## SUPPLIED TEXT
-- -- --
The audacious daylight shooting of a Russian mafia boss in central Moscow has stoked fears of further score-settling and a return to the bloody gangland wars of the 1990s.
Aslan Usoyan, known widely by his nickname “Grandpa Khasan”, was shot on Wednesday afternoon as he left his favourite restaurant on Povarskaya Street in central Moscow.
“The killing of such an influential figure cannot go without revenge from his supporters,” said Alexander Khinshtein, a Russian MP today. “This is likely to bring about a new wave of attacks and murders.”
Moscow is still hit by occasional contract killings, such as the 2009 murder of Vyacheslav Ivankov, a mafia boss known as the Little Japanese, and a failed 2010 attack in which Usoyan was injured. Such attacks have become rarer than they were in the 1990s but this latest attack could spark revenge killings.
Analysts of the murky Russian underworld said a number of different groupings could be behind the attack. There is even a somewhat fanciful theory linking the killing to the triple assassination of Kurdish separatists in Paris last week. Usoyan, an ethnic Kurd, was rumoured to be one of the suppliers of illicit weapons to Kurdish separatist movements fighting in Turkey.
The most likely culprit appears to be criminal elements loyal to Tariel Oniani, a Georgian gangster who is currently behind bars but who has been Usoyan’s main rival for many years and still has a strong network of lieutenants. There could be revenge attacks against Oniani’s group, as well as score-settling between members of Usoyan’s own grouping as they jockey for influence following the death of their Don.
According to Mark Galeotti, a professor at New York University who specialises in the Russian underworld, Usoyan’s nephew Miron has been primed to take over from him ever since the 2010 failed assassination attempt left Usoyan fearful for his life. “But a lot of people aren’t sure if he is up to it,” Mr Galeotti said. “Usoyan built his criminal network on very personal links and it is not clear whether these loyalties will simply transfer.”
Unlike the more sophisticated organised corruption networks that have sprung up in the past decade and are closely interwoven with government structures, underworld figures like Usoyan were a dying breed.
“Usoyan was very much a Don Corleone figure,” says Mr Galeotti. “He had enough links with political structures to ensure that he had protection but he didn’t actually work directly with politicians.”
In news reports on Russian television, Usoyan was openly referred to as a “thief-in-law” and a “criminal authority”. He was one of the last of the major “thieves-in-law”, the Soviet-era crime bosses whose culture and ethics originated in the Gulags, and his lifestyle was different to the newer class of Russian rich as well. He was an old-school mafia boss who ate at the same kitschy Azerbaijani restaurant most days, where he would receive visitors and other clan bosses keen to settle disputes, and where he was assassinated. He rarely travelled abroad and although he travelled in a four-car motorcade for security he was not ostentatious with his ill-gotten wealth.
-- -- --
## INFORMATION
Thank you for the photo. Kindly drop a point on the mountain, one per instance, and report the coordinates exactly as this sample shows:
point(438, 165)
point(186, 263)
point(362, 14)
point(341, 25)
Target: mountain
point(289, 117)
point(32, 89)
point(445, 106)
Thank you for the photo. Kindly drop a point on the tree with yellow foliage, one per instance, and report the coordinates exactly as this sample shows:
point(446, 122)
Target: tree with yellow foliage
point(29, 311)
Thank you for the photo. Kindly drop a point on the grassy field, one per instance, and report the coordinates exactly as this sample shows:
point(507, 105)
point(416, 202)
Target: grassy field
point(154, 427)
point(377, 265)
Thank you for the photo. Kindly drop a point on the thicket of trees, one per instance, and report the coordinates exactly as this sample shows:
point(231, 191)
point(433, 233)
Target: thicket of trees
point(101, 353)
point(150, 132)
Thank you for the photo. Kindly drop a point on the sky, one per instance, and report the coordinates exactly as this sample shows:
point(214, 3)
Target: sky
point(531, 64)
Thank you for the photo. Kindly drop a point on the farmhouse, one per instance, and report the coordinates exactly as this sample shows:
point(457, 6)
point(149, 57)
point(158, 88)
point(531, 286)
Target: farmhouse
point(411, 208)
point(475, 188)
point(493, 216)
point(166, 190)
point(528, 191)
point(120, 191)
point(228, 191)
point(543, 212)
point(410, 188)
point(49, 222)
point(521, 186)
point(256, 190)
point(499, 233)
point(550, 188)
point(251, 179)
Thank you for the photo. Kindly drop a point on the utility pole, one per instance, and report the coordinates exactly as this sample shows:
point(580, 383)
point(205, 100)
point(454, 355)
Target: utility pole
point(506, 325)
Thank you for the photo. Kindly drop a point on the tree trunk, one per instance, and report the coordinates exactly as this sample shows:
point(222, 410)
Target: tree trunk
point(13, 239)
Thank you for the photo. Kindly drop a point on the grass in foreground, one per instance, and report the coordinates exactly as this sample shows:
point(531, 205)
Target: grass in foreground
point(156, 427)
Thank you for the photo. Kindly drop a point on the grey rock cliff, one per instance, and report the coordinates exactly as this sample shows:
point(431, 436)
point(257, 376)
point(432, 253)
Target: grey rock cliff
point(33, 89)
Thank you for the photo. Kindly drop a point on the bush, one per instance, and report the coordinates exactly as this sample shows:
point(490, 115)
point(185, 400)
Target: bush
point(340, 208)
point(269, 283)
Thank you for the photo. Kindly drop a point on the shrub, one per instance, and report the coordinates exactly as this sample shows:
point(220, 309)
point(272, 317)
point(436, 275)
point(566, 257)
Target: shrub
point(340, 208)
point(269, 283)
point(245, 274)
-- -- --
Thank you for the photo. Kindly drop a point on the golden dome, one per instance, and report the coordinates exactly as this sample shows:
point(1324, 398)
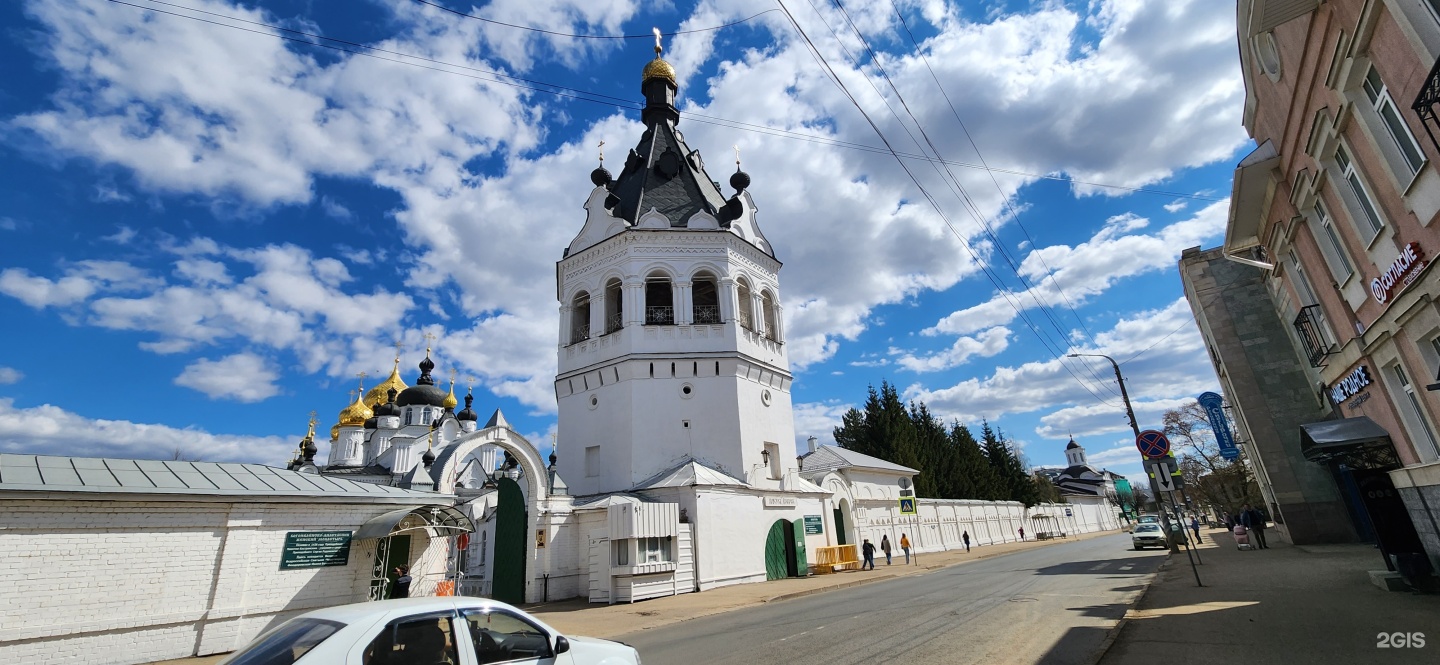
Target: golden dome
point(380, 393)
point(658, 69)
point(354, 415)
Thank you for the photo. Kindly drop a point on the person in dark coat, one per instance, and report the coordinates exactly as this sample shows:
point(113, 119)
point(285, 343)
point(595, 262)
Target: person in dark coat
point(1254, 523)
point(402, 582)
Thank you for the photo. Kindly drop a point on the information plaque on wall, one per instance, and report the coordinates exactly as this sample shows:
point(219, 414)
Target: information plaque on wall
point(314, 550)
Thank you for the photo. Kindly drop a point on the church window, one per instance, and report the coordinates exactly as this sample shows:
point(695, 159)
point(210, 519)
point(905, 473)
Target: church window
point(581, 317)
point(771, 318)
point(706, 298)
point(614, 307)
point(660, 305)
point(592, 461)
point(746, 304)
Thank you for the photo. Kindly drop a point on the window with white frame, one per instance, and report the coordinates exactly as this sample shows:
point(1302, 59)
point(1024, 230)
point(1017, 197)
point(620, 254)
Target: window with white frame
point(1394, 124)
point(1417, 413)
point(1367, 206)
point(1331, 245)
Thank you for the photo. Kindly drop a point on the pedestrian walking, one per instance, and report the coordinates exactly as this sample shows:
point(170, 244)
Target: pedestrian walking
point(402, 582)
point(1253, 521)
-- -- --
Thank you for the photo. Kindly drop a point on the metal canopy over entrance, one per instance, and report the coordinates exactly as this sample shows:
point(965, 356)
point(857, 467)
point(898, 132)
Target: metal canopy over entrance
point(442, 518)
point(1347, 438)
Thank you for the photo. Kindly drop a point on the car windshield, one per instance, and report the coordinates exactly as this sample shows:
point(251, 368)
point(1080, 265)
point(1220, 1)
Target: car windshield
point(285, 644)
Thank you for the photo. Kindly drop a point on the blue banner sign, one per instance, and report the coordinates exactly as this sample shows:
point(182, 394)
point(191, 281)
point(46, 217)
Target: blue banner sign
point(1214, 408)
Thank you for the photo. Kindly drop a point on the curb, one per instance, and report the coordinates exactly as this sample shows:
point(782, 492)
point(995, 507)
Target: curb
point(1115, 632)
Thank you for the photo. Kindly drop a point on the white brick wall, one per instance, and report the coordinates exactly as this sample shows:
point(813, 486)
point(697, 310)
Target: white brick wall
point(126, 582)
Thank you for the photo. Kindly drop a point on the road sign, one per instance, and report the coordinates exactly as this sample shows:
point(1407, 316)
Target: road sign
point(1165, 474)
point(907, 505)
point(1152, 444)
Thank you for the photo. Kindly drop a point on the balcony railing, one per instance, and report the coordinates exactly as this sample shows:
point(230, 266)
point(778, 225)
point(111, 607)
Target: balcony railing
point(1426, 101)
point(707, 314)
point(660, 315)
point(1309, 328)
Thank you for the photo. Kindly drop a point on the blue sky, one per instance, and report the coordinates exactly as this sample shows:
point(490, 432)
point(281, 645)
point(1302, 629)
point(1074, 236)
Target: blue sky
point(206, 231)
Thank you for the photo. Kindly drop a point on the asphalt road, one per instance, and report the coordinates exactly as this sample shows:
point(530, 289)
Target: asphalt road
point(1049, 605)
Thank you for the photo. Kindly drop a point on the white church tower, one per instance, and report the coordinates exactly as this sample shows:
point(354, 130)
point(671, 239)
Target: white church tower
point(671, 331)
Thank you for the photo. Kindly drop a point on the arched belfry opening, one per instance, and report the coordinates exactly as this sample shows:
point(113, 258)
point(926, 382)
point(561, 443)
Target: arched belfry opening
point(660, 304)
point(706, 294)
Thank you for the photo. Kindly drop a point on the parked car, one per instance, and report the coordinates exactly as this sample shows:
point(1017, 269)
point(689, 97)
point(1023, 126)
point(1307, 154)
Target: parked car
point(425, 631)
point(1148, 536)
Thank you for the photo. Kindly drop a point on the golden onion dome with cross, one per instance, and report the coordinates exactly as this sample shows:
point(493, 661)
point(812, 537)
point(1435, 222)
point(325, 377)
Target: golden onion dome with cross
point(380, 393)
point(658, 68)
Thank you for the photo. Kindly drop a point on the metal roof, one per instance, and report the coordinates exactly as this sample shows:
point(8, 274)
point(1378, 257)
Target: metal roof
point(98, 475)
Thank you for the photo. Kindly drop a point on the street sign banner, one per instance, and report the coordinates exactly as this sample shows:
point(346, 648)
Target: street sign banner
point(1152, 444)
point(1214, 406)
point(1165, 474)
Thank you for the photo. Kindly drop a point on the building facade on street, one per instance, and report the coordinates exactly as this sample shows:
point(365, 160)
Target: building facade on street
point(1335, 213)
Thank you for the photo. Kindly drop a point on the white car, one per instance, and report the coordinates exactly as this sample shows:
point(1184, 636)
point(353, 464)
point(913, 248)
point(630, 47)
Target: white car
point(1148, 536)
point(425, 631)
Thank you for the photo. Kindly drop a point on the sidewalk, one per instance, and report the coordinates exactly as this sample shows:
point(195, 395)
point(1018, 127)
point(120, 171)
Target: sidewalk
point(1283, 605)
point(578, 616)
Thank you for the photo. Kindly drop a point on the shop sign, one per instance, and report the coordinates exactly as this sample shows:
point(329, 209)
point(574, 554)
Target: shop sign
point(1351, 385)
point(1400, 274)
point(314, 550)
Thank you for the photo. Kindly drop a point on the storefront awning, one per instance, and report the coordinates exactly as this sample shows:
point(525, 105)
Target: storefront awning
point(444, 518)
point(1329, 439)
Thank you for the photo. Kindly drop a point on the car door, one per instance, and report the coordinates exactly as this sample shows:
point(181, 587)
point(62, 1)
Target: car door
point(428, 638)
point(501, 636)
-- -- --
## ACTIVITY
Answer these questions from the article on the shooting of Aslan Usoyan:
1. On which street was Usoyan's favourite restaurant?
2. What is the name of the nephew who has been primed to take over from him?
3. How many cars were in the motorcade he used for security?

## RESPONSE AREA
1. Povarskaya Street
2. Miron
3. Four